### Source extract
※ ※ ※

It took one day of medical school to kick me off the high horse I rode through the months leading up to it.
“Repeat after me,” said one of our administrators as he quieted down the eager students. “I am a first-year, and I know nothing. Remember that.”
It was completely true. (A year later, it probably still is.) To all of my family members who keep asking me what that rash is: I don’t know. To all of my friends from college who ask me if they can still drink while on a certain medication: the answer is probably no, but I have no idea. And finally, to my parents who asked if something my dog swallowed would kill her: I am not in veterinary school.
Since the day I was accepted into medical school, the people around me suddenly saw me as a doctor with a vast pool of knowledge. Perhaps my friends and family were too supportive to know enough to doubt me, but I have no doubt that other medical students experience much the same thing.
A year later, I have some knowledge. To be honest, I occasionally recognize something from my studies or something that I have seen in clinic. In those cases, I have to calm myself down at the idea that I actually know something useful. I still do not know enough to diagnose a patient properly or to give the right answer when someone asks me a medical question. I might be able to help my brother buy the right over-the-counter cream for that rash on his arm.
In short, that makes me only slightly more qualified to disperse health care advice than a neurotic mother using WebMD.

※ ※ ※

(Stored data entries)

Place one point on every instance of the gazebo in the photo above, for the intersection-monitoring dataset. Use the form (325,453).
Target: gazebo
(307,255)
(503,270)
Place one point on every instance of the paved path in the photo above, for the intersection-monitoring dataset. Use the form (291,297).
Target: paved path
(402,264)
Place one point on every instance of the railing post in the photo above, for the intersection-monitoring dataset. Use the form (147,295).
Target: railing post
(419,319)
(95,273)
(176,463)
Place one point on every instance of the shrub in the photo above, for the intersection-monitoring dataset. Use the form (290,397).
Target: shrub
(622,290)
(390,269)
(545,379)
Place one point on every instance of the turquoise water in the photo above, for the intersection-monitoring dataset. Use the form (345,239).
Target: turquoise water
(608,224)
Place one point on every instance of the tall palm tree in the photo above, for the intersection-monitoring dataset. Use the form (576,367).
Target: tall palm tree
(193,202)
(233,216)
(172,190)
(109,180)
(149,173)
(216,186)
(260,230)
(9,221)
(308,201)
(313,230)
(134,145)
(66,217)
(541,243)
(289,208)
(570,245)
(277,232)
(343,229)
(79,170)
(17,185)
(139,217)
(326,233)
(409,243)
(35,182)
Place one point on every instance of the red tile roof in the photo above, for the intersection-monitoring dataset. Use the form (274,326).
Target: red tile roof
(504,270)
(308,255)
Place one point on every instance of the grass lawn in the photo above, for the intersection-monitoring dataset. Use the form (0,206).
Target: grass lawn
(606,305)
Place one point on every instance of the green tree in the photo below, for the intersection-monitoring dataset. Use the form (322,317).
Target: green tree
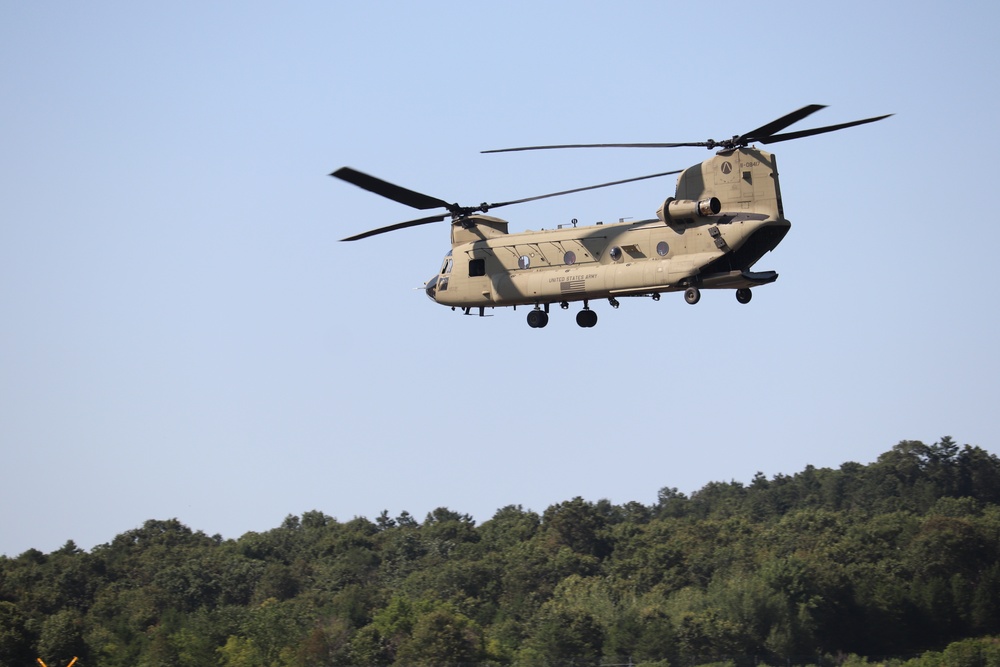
(15,641)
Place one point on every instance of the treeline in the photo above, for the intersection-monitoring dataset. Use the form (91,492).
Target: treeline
(895,558)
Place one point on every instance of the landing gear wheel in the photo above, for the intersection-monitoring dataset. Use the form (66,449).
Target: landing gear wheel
(586,318)
(537,318)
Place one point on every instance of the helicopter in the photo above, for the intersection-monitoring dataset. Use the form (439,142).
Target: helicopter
(725,215)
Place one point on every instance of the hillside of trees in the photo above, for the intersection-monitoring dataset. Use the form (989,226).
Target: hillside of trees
(897,561)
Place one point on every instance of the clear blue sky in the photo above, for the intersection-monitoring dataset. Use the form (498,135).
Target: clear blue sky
(182,334)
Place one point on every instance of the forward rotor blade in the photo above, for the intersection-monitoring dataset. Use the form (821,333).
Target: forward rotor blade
(819,130)
(589,187)
(398,225)
(389,190)
(764,131)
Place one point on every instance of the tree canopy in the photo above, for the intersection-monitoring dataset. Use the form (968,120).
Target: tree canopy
(895,558)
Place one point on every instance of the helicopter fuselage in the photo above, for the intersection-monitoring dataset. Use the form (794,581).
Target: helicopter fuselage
(725,215)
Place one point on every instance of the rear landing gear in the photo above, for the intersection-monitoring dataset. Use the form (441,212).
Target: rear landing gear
(537,318)
(586,318)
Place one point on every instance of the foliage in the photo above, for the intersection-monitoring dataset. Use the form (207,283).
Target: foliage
(895,558)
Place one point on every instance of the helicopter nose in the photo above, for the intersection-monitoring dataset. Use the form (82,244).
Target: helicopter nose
(430,287)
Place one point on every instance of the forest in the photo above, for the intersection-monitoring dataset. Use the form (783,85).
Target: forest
(892,563)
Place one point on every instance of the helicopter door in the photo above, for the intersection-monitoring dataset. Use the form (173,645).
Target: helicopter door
(479,286)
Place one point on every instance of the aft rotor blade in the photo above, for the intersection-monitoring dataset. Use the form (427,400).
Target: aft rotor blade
(542,148)
(819,130)
(389,190)
(764,131)
(398,225)
(589,187)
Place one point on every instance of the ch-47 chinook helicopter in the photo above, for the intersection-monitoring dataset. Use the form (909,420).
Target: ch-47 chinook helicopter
(726,213)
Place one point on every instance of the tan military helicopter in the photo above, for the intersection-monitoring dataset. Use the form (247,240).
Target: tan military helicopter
(726,213)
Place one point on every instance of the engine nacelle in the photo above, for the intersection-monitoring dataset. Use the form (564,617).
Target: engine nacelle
(675,210)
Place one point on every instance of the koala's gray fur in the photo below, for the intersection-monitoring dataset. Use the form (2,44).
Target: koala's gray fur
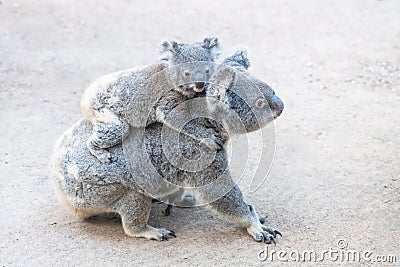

※ ※ ※

### Explore the material
a) In the essay about starting medical school, what did the administrator ask the students to repeat?
b) Condense the paragraph of the medical school essay that begins "A year later, I have some knowledge" into a few shorter sentences that keep its main facts.
c) Carry the essay about the first year of medical school forward, picking up after its final sentence.
The data has no connection to the essay.

### Results of the exercise
a) "I am a first-year, and I know nothing."

b) A year later, I have some knowledge and occasionally recognize something from my studies or from clinic, which I have to calm myself down about. I still cannot properly diagnose a patient or correctly answer medical questions. At most, I might help my brother pick the right over-the-counter cream for the rash on his arm.

c)
My lack of knowledge does not stop people from asking me for advice, though, and I wouldn’t have it any other way. Every question is an opportunity to apply the facts I learn every day to something real, or to look up the answer and learn it that way. I am never afraid to say “I don’t know” in those situations, and I hope that never changes.
I hope what does change is the frequency with which I say it. Every question that is asked of me is one that I will ask someone with more experience who can teach me the answer. With time, I will never have to say “I don’t know ” to the same question twice.
The reason that we go into the field of medicine is that we like being constantly challenged by questions. We like the process of finding the answers, and we want to be able to apply our knowledge to a good cause. Part of our development is having enough confidence in ourselves to say “I don’t know.”
And there’s nothing wrong with that.